======== MATERIAL FOR THE TASK

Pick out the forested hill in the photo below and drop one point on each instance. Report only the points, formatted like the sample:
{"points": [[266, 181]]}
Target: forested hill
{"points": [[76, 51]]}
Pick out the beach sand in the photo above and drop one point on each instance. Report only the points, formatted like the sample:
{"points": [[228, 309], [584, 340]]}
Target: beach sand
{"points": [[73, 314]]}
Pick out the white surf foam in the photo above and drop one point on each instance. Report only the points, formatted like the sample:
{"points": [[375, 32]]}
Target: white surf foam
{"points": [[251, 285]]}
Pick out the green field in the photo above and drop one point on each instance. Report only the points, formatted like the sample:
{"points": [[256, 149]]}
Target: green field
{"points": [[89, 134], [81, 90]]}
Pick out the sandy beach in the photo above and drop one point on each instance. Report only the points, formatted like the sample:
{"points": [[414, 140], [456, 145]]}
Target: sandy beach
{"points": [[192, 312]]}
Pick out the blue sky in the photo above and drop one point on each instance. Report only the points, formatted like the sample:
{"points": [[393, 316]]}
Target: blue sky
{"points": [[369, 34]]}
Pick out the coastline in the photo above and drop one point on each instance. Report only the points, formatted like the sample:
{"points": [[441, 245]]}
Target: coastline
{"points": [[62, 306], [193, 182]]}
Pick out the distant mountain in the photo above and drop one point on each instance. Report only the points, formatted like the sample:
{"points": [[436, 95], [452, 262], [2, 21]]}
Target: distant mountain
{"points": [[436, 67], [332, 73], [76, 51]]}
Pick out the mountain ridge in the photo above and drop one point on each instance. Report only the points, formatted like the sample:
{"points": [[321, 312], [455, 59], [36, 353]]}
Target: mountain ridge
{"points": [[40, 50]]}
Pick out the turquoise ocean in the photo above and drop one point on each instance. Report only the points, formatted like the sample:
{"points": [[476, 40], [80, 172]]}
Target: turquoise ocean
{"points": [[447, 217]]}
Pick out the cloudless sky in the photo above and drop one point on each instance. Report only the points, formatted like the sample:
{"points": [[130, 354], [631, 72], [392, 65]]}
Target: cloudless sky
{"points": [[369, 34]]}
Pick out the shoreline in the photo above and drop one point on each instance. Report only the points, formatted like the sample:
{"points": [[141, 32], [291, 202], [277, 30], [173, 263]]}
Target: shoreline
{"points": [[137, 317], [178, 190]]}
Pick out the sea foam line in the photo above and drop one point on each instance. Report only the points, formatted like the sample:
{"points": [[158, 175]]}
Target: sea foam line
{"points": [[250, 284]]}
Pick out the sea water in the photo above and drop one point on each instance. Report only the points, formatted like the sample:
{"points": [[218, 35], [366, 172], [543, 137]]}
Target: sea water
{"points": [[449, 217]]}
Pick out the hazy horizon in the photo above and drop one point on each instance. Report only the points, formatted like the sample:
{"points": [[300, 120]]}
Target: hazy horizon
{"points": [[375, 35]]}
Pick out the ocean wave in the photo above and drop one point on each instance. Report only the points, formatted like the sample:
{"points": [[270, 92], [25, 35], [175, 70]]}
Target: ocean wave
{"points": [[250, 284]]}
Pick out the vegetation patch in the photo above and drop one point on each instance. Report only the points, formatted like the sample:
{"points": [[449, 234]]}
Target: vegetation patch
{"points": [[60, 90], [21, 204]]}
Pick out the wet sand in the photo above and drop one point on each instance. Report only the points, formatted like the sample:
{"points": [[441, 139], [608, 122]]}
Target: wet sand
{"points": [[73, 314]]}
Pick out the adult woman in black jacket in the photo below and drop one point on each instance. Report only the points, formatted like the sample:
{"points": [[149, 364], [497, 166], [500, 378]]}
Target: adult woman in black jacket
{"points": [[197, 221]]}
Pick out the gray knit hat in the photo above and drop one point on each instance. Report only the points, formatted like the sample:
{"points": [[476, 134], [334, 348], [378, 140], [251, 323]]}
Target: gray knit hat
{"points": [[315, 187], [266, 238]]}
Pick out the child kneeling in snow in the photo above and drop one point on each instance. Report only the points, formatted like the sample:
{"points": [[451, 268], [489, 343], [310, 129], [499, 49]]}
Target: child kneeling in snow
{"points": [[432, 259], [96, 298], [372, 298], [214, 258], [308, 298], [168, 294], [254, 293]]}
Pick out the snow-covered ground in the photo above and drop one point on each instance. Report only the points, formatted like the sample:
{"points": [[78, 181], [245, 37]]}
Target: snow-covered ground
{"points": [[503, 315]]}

================

Reproduce the stretch from the line containing "Pick out the snow-covered" through the end of the rows, requests included. Adjust every coordinate in the answer points by -4, and leave the requests and their sample formats unchanged.

• SOLUTION FOR THIS EXERCISE:
Pick out the snow-covered ground in the photo above and drop one point on each instance. Report only the points, formatted like the sample:
{"points": [[78, 181], [245, 37]]}
Target: snow-covered ground
{"points": [[499, 311]]}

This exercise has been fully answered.